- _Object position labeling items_
++++++
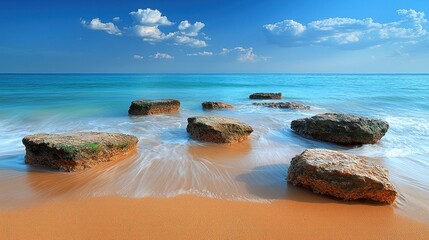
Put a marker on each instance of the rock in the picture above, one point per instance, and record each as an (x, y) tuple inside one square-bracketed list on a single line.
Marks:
[(266, 96), (77, 151), (291, 105), (344, 176), (341, 128), (218, 129), (149, 107), (215, 105)]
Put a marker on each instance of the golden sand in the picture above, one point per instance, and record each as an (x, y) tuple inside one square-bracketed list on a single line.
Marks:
[(190, 217)]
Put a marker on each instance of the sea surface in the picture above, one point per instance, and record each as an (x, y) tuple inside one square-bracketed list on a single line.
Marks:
[(168, 163)]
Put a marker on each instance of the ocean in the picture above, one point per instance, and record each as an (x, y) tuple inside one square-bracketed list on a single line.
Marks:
[(169, 163)]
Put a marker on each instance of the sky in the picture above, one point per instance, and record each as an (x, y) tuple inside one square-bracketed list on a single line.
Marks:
[(177, 36)]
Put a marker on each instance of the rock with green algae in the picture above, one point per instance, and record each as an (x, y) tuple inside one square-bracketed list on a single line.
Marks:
[(266, 96), (340, 175), (76, 151), (150, 107), (340, 128), (288, 105), (218, 129), (215, 105)]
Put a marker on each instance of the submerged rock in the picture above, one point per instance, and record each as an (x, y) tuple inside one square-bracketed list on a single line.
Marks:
[(76, 151), (290, 105), (266, 96), (218, 129), (149, 107), (341, 128), (215, 105), (344, 176)]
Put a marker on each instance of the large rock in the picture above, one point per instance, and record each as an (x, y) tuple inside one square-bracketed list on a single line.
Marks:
[(215, 105), (266, 96), (149, 107), (344, 176), (289, 105), (77, 151), (218, 129), (341, 128)]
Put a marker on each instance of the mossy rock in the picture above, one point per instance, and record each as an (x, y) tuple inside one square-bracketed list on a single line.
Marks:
[(76, 151), (218, 129), (345, 176), (149, 107)]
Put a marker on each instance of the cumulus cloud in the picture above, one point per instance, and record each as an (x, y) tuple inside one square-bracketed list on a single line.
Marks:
[(348, 32), (147, 24), (205, 53), (96, 24), (138, 57), (243, 54), (162, 56), (191, 30), (150, 17)]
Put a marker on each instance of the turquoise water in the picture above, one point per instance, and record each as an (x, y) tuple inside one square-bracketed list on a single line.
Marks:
[(169, 163)]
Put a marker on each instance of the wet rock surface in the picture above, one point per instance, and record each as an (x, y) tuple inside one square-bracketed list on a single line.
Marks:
[(215, 105), (288, 105), (266, 96), (340, 175), (150, 107), (344, 129), (76, 151), (218, 129)]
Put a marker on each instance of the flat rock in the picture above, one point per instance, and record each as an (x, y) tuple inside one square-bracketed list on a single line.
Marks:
[(289, 105), (340, 175), (218, 129), (149, 107), (266, 96), (76, 151), (344, 129), (215, 105)]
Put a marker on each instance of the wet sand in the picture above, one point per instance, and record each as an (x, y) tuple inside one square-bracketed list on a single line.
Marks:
[(190, 217)]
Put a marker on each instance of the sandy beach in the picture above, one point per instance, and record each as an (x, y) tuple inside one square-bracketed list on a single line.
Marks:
[(190, 217)]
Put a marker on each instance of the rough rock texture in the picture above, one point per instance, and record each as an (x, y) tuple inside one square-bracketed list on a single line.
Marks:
[(215, 105), (290, 105), (76, 151), (218, 129), (344, 176), (149, 107), (341, 128), (266, 96)]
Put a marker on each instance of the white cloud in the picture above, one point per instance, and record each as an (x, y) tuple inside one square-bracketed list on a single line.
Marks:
[(147, 25), (205, 53), (149, 21), (243, 54), (96, 24), (138, 57), (162, 56), (150, 17), (348, 32), (191, 30)]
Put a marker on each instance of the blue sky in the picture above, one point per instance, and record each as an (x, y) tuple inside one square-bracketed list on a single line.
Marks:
[(165, 36)]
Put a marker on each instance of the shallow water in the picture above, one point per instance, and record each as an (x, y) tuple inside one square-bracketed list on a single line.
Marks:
[(169, 163)]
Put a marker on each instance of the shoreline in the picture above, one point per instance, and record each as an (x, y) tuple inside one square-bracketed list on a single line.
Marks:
[(193, 217)]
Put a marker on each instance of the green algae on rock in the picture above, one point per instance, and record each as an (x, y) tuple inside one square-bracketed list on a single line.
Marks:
[(149, 107), (289, 105), (266, 96), (344, 176), (218, 129), (339, 128), (215, 105), (76, 151)]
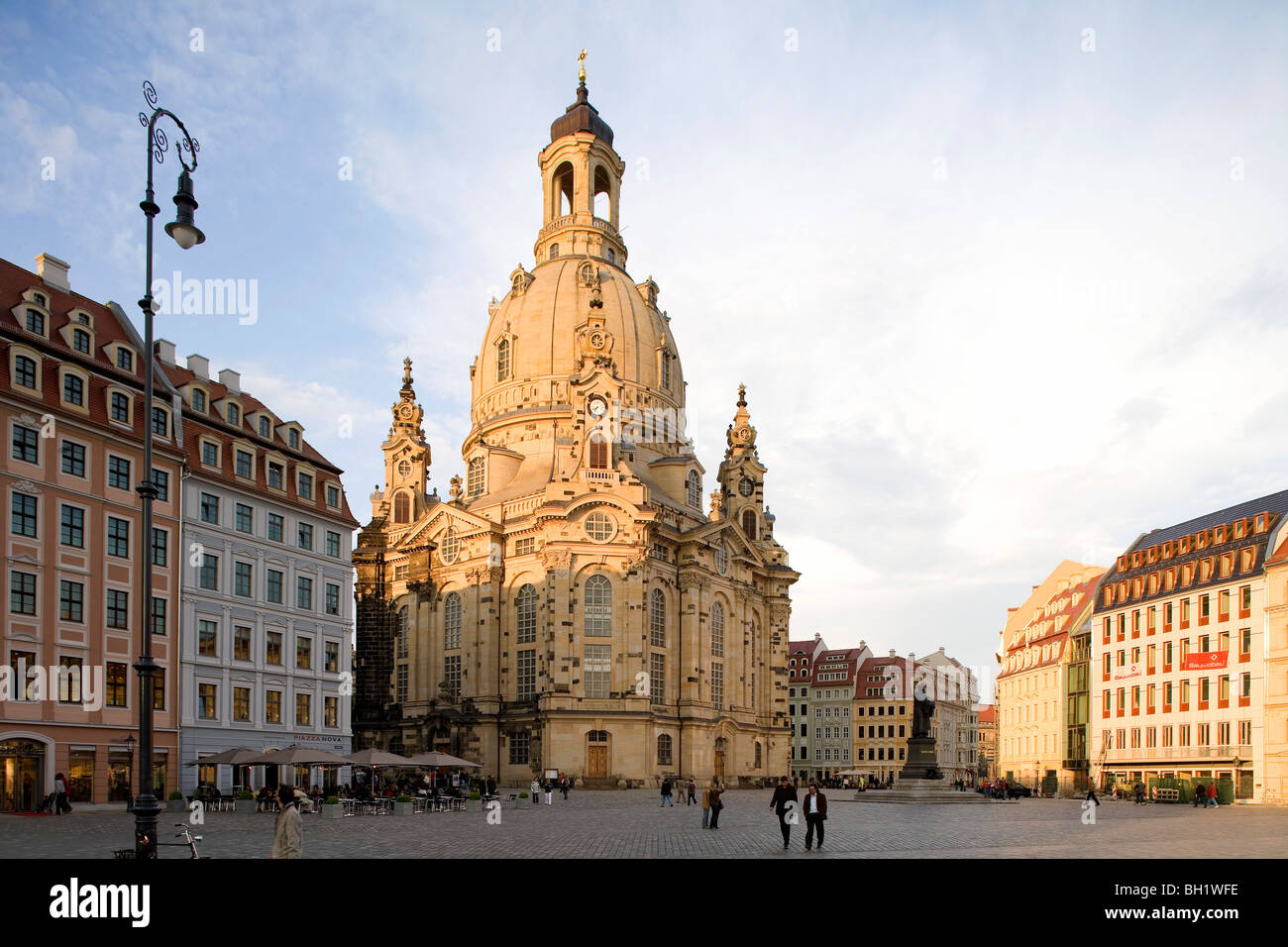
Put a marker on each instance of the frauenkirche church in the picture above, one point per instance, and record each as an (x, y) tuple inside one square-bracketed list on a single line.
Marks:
[(575, 604)]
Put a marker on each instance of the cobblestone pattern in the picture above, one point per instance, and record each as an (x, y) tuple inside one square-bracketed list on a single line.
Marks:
[(631, 825)]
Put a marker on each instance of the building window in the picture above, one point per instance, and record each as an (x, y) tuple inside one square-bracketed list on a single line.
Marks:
[(273, 586), (207, 638), (657, 680), (526, 674), (71, 600), (22, 519), (117, 474), (527, 615), (22, 592), (657, 618), (243, 579), (303, 709), (73, 459), (597, 671), (519, 749), (241, 643), (502, 360), (597, 608), (273, 706), (117, 608), (207, 577), (120, 407), (73, 389), (452, 677), (26, 445), (452, 621), (664, 750), (25, 371), (72, 527), (119, 538), (475, 476)]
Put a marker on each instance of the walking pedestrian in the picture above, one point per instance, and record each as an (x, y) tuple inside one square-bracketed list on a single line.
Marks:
[(785, 793), (716, 805), (815, 813), (287, 831), (60, 802)]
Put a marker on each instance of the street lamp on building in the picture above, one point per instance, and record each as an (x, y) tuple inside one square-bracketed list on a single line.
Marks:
[(185, 234)]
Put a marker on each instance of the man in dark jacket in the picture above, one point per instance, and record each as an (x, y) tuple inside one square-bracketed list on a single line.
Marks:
[(787, 814), (815, 813)]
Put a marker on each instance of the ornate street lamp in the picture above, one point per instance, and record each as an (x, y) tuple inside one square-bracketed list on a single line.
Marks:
[(184, 232)]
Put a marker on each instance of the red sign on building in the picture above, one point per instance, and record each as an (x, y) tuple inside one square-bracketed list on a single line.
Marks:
[(1205, 660)]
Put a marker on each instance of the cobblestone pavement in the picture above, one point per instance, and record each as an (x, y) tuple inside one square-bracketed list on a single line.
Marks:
[(631, 825)]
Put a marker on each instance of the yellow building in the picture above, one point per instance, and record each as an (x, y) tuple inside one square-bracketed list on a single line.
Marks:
[(575, 604), (1033, 685)]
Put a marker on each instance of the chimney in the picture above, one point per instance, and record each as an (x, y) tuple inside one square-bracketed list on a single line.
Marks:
[(53, 270)]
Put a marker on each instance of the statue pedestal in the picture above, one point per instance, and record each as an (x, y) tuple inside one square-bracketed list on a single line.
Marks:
[(921, 781)]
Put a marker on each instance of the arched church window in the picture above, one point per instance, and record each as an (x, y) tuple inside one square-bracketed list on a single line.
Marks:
[(475, 482), (695, 489), (597, 450), (452, 621), (527, 613), (657, 618), (599, 607), (502, 360)]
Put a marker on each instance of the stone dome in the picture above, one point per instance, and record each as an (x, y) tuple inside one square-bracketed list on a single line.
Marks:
[(548, 331)]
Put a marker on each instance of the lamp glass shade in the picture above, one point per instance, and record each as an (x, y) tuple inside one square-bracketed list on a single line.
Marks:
[(185, 235)]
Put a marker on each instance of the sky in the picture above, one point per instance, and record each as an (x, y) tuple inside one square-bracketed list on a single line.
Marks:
[(1005, 281)]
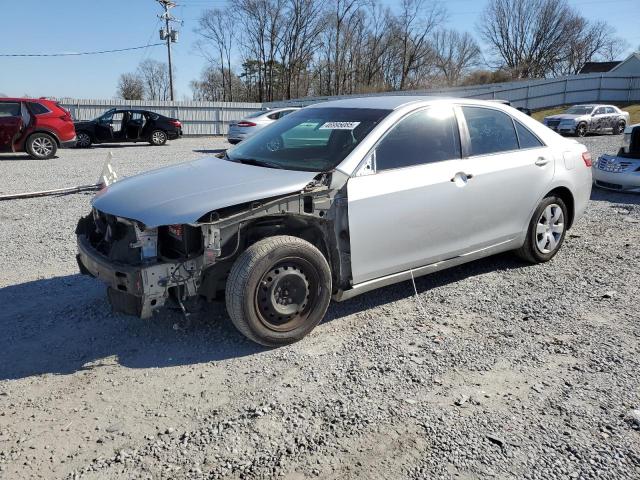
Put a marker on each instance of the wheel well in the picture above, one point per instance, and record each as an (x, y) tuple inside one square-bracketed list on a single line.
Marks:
[(296, 226), (567, 197), (51, 134)]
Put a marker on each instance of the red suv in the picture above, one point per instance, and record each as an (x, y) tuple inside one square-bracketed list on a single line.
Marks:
[(36, 126)]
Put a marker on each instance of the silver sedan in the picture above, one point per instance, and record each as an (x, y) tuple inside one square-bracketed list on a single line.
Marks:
[(332, 201), (255, 122)]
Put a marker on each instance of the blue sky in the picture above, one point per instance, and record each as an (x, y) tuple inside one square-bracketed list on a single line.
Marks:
[(45, 26)]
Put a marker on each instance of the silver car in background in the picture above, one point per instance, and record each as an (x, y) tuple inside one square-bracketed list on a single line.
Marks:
[(580, 120), (332, 201), (621, 172), (255, 122)]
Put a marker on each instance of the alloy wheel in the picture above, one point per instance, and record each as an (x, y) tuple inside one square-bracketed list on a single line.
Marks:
[(550, 228), (42, 146), (158, 138), (84, 140), (286, 294)]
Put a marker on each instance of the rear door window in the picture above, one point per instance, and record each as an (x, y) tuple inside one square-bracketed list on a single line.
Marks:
[(490, 131), (423, 137), (38, 108), (9, 109), (526, 139)]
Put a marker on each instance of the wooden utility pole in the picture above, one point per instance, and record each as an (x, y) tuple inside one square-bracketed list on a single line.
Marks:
[(168, 34)]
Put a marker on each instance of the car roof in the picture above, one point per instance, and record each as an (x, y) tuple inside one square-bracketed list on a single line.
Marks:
[(386, 102), (24, 99)]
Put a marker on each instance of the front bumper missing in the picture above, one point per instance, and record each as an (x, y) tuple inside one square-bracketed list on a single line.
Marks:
[(138, 289)]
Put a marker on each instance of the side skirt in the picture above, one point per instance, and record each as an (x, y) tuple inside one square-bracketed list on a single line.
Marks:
[(369, 285)]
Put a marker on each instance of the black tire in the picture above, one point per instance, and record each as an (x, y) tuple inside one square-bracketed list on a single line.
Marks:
[(619, 128), (41, 146), (531, 251), (158, 138), (83, 140), (278, 290)]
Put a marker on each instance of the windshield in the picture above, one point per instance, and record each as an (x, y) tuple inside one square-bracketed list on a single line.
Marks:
[(256, 114), (580, 110), (311, 139)]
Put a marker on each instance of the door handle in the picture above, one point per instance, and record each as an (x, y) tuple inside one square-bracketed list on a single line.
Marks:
[(462, 176)]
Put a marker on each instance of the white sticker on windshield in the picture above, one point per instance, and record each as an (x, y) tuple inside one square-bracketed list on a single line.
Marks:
[(339, 125)]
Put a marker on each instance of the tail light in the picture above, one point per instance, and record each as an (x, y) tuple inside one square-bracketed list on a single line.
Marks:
[(176, 230)]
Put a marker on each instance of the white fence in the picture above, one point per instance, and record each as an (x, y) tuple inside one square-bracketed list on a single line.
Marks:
[(533, 94), (213, 118), (198, 118)]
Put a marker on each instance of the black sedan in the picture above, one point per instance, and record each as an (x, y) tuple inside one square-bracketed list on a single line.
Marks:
[(126, 125)]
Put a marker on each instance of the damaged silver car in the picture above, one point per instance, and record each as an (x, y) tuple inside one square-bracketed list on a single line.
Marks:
[(332, 201)]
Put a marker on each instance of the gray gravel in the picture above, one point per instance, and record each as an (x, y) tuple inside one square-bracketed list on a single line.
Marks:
[(512, 371)]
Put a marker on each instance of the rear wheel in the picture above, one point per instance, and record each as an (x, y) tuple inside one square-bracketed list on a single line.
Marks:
[(278, 290), (83, 140), (158, 137), (546, 231), (41, 146)]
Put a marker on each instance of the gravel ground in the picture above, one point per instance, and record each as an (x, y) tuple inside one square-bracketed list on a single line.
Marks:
[(508, 371)]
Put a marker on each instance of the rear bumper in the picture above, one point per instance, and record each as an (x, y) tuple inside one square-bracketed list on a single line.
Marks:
[(174, 135), (621, 182), (132, 289), (69, 143)]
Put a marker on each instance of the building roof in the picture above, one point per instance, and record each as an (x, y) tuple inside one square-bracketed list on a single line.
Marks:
[(599, 67)]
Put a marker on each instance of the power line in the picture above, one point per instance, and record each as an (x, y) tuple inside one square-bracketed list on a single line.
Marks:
[(72, 54)]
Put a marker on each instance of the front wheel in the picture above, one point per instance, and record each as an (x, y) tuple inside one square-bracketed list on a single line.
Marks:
[(158, 137), (278, 290), (619, 128), (41, 146), (546, 231)]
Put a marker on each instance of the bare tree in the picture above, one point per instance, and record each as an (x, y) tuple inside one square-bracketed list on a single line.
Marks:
[(536, 38), (130, 87), (417, 20), (528, 36), (454, 54), (155, 78), (217, 44)]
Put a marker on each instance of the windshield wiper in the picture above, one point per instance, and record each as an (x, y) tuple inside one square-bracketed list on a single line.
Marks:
[(259, 163)]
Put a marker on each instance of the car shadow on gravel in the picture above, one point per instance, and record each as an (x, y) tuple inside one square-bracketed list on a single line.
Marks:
[(212, 151), (24, 156), (403, 290), (64, 324)]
++++++
- _TASK DESCRIPTION_
Copy out every line from the start of the items through the line that contains "[(168, 163)]", keeping each line as it is. Leave the pictures out of your answer.

- _SOLUTION TO THE PROBLEM_
Put a marker on each instance of the rock in the picture above, one point per instance, and record each as an (x, y) tuple inside one square-bracketed list on a single line.
Marks:
[(266, 96), (77, 151), (291, 105), (344, 176), (341, 128), (218, 129), (149, 107), (215, 105)]
Put a marker on each instance of the golden sand in the picture above, one point per instance, and record each as an (x, y) tuple inside one square-bracketed list on a single line.
Marks:
[(190, 217)]
Put a marker on each instance of the sea surface in the picture above, one point per instance, and record each as an (x, y) tuple inside one square-bracketed list on a single line.
Marks:
[(168, 163)]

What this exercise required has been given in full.